Document extract:
==*==

I’d been an athlete my whole life, playing everything I could find the time for. So when sports were slowly taken away from me, it was a tremendous burden to cope with. For many years I was coasting through life, going through the motions as a kid learning how to survive with a disability. And in that is a monumental point; I was only surviving life, I wasn’t living it.
What was the turning point that made you go from “just surviving life, to living it”?
There are certain junctures in life that shape the individual and person you become, and the path that you journey on. My stroke was obviously the first such moment, altering my future and the challenges I would face for the rest of my life. Other moments point you in a direction to where you belong in this world, and can be an awakening to what is possible. That second such instance was in August of 2011 when I attended a Paratriathlon camp for the Challenged Athletes Foundation, and got on a bike for the first time since I was 17 years old.
Since getting involved with CAF, where has life on two wheels taken you?
In the past 3 years since learning to ride a bicycle, I had competed in over 20 triathlons; reaching the podium in several of the National Paratriathlon races, and ultimately winning the points championship in the 2012 USA Paratriathlon series.
After relocating to Southern California, it didn’t take long to realize that my true athletic passion lied in the form of 2 wheels and a saddle. Only a few months after my relocation, in November 2013 I fully dedicated my training to the realm of Paracycling; and in less than 10 months managed to accumulate an abundance of highlights and growth trajectory potential.

==*==

Work request 1:
Answer these from the athlete interview:
(a) What event did the speaker attend in August 2011?
(b) What did the speaker win in the 2012 USA Paratriathlon series?
(c) In what month and year did the speaker fully commit training to Paracycling?
Work request 2:
Resume the athlete interview, writing on from its final sentence in the same first-person voice.
The records have nothing to do with the interview text.

==*==

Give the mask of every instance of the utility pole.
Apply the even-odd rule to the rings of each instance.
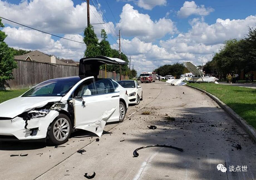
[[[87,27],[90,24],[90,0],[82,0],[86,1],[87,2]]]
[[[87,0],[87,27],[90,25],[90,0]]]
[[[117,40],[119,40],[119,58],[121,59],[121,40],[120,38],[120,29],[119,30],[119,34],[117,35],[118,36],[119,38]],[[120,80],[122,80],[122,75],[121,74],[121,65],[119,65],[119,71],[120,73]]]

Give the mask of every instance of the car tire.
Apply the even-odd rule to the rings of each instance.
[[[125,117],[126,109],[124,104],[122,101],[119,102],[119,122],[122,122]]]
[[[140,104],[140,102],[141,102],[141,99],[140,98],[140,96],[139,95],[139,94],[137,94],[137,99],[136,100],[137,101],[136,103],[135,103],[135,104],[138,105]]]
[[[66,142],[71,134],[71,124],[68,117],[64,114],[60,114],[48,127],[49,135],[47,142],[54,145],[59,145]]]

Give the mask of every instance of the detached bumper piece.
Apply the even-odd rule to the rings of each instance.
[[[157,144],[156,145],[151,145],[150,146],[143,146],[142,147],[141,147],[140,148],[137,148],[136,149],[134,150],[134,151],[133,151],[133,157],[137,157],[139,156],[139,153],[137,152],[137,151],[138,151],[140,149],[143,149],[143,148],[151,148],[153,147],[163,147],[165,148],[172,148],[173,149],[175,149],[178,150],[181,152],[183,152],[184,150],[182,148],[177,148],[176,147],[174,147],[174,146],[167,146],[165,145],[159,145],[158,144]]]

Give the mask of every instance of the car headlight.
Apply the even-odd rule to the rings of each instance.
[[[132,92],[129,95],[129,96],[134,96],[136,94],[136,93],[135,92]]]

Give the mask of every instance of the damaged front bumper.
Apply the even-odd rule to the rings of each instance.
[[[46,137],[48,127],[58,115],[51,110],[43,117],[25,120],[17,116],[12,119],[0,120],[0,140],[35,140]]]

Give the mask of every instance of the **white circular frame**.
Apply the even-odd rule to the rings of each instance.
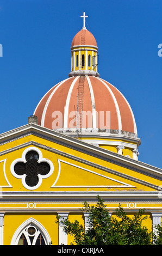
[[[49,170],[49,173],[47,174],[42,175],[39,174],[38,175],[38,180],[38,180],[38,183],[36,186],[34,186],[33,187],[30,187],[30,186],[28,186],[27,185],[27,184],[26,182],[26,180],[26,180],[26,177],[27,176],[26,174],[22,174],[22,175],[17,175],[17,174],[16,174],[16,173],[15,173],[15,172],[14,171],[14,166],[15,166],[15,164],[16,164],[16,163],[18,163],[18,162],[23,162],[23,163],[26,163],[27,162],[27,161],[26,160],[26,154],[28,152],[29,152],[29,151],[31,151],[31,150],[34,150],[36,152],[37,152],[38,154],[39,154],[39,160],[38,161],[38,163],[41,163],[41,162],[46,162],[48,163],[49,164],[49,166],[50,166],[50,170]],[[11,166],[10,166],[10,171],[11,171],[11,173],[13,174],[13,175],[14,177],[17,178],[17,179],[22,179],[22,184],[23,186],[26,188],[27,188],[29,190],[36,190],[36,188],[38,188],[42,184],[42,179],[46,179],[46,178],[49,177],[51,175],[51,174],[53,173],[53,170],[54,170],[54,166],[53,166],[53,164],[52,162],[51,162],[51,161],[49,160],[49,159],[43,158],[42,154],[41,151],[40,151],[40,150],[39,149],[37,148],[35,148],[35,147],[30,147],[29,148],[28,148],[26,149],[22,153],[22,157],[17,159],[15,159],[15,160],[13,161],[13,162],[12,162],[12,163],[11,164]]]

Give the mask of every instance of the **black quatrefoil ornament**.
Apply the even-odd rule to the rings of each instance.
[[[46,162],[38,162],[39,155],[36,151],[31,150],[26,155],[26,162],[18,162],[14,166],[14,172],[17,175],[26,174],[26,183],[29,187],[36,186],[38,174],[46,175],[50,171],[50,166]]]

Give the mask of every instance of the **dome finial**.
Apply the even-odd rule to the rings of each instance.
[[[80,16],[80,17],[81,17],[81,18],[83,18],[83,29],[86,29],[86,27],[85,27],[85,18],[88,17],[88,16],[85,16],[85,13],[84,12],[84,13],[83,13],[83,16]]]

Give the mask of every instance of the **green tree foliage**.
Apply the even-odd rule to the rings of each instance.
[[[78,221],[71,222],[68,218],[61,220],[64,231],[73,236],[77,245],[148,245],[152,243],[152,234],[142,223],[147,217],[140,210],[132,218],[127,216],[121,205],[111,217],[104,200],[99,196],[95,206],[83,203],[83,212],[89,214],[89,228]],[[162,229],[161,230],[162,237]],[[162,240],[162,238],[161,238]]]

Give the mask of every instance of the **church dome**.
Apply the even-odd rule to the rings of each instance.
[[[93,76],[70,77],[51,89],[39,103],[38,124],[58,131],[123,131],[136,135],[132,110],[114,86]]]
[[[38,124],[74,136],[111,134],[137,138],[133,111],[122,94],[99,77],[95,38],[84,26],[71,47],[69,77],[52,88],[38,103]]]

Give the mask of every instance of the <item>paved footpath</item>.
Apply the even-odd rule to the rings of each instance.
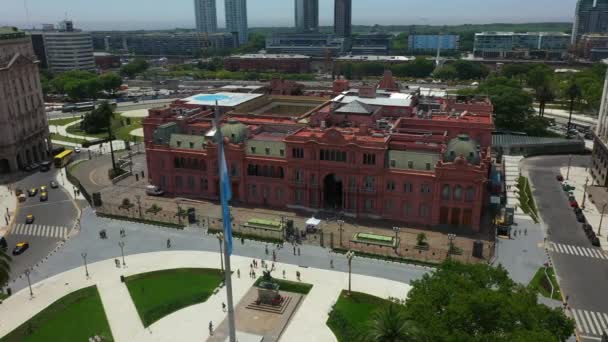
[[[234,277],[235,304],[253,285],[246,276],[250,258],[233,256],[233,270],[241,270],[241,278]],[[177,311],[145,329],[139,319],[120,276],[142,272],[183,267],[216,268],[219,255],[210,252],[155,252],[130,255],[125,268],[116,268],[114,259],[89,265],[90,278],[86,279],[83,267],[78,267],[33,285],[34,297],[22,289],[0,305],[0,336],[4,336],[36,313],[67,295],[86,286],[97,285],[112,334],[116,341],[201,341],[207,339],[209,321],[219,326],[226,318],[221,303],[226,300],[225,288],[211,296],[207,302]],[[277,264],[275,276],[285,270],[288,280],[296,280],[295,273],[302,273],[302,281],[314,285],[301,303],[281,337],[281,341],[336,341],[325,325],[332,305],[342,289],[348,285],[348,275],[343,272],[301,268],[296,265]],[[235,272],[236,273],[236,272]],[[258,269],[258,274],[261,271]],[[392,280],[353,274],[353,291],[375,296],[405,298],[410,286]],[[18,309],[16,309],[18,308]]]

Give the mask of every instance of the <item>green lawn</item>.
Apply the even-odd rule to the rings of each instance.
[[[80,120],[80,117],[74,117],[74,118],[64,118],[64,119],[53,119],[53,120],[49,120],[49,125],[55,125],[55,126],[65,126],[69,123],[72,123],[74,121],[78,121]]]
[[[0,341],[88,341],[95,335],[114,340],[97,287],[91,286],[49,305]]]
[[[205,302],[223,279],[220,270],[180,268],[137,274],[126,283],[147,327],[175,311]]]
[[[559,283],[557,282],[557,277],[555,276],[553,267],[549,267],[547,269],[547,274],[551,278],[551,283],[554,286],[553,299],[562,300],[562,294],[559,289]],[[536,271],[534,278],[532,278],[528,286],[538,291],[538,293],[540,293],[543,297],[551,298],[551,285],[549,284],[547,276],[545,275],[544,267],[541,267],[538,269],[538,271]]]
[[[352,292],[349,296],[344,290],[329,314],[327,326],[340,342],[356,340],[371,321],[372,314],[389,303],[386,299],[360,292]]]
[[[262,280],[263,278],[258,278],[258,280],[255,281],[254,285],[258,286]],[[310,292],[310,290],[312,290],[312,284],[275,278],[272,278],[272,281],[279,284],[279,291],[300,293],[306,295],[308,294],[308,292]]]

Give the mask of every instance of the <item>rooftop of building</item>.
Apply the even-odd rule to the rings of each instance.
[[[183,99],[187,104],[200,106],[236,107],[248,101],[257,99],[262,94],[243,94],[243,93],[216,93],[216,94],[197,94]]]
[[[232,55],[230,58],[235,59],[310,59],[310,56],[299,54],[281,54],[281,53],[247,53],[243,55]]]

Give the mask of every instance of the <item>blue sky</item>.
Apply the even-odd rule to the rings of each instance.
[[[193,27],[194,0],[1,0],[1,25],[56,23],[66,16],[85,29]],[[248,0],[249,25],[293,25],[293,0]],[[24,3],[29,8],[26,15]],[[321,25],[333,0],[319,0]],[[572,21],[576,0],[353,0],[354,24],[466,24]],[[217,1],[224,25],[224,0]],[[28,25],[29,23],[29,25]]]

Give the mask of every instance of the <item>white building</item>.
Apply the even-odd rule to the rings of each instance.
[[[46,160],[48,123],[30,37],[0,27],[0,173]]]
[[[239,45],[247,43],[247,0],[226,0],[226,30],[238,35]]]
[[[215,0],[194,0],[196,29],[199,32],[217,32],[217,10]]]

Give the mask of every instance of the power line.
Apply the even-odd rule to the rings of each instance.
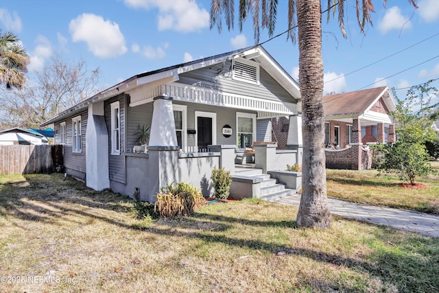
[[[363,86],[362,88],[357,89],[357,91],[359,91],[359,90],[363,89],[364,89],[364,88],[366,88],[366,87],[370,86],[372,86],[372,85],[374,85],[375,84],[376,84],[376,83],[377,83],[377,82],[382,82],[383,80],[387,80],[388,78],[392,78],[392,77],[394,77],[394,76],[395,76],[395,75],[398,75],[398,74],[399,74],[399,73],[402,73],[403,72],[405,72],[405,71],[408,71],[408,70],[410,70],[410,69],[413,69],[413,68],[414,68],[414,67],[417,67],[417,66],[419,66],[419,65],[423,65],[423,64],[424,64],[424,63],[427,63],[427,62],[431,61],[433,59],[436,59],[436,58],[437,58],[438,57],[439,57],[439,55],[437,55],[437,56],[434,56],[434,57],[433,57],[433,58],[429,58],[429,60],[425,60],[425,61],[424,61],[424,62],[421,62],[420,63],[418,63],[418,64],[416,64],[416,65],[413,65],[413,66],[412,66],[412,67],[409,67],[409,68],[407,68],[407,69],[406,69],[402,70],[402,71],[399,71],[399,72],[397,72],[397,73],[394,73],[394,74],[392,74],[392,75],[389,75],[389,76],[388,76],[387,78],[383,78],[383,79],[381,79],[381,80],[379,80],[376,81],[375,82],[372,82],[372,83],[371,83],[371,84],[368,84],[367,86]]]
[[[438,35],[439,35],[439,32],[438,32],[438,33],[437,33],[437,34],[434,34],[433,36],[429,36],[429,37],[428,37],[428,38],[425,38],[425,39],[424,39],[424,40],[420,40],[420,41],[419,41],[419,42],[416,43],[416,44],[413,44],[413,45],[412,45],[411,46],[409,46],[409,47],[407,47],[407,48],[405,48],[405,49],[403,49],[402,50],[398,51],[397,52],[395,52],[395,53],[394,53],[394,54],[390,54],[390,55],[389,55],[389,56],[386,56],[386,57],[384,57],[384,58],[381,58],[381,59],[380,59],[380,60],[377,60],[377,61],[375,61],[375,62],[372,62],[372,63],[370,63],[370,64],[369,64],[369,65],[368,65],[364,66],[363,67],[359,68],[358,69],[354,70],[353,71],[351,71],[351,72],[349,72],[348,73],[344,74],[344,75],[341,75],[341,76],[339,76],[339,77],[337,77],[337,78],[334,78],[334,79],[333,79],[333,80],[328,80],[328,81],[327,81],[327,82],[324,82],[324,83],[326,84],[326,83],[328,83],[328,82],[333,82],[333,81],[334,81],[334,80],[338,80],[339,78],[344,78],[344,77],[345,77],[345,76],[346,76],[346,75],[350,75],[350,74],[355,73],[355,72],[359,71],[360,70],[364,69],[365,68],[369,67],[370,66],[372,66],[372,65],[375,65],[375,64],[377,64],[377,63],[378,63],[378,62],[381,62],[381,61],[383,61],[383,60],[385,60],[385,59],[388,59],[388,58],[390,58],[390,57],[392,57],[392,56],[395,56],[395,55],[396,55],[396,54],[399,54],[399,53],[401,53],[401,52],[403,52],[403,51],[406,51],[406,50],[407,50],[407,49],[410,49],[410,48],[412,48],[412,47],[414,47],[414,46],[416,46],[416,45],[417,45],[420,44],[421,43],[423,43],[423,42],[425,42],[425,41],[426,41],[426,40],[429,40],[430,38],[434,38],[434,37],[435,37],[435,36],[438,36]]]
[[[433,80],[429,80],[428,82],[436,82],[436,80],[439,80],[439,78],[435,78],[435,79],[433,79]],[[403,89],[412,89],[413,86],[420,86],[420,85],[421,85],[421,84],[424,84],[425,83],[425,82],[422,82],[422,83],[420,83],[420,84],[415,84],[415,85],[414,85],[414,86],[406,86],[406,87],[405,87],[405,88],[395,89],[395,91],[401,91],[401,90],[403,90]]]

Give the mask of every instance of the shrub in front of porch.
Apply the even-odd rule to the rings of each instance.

==*==

Response area 1:
(a) A Paratriathlon camp for the Challenged Athletes Foundation.
(b) The points championship.
(c) November 2013.

Response area 2:
In my very first cycling event, I entered into the US Indoor Track Paracycling National Championships at the LA Velodrome at the end of November 2013. Having only ridden a track bike twice in my life the week prior leading up, I came away with the victory in both of the events I entered. By the end of the weekend I had become a two time National Champion in the Men’s C2 Division, 3 Kilometer Individual Pursuit as well the 1 Kilometer Time Trial.
Once my target became racing on the Road, huge results quickly came into line. Based on my 1st place performance at the selection race in conjunction with US Pro Championships, I was named to the Team USA roster for the UCI Paracycling World Cup in Segovia, Spain.
Additionally given my times and ranking held throughout the US Paracycling National Championships weekend, am proud to announce I was also chosen to the World Championships team to represent Team USA on our home soil, a once in a lifetime opportunity. My ascension onto Team USA Paralympic Cycling has been explosive, but my growth potential is seen as an even greater advantage. With the ultimate goal to compete for the United States of America at the 2016 Paralympic games in Rio de Janeiro.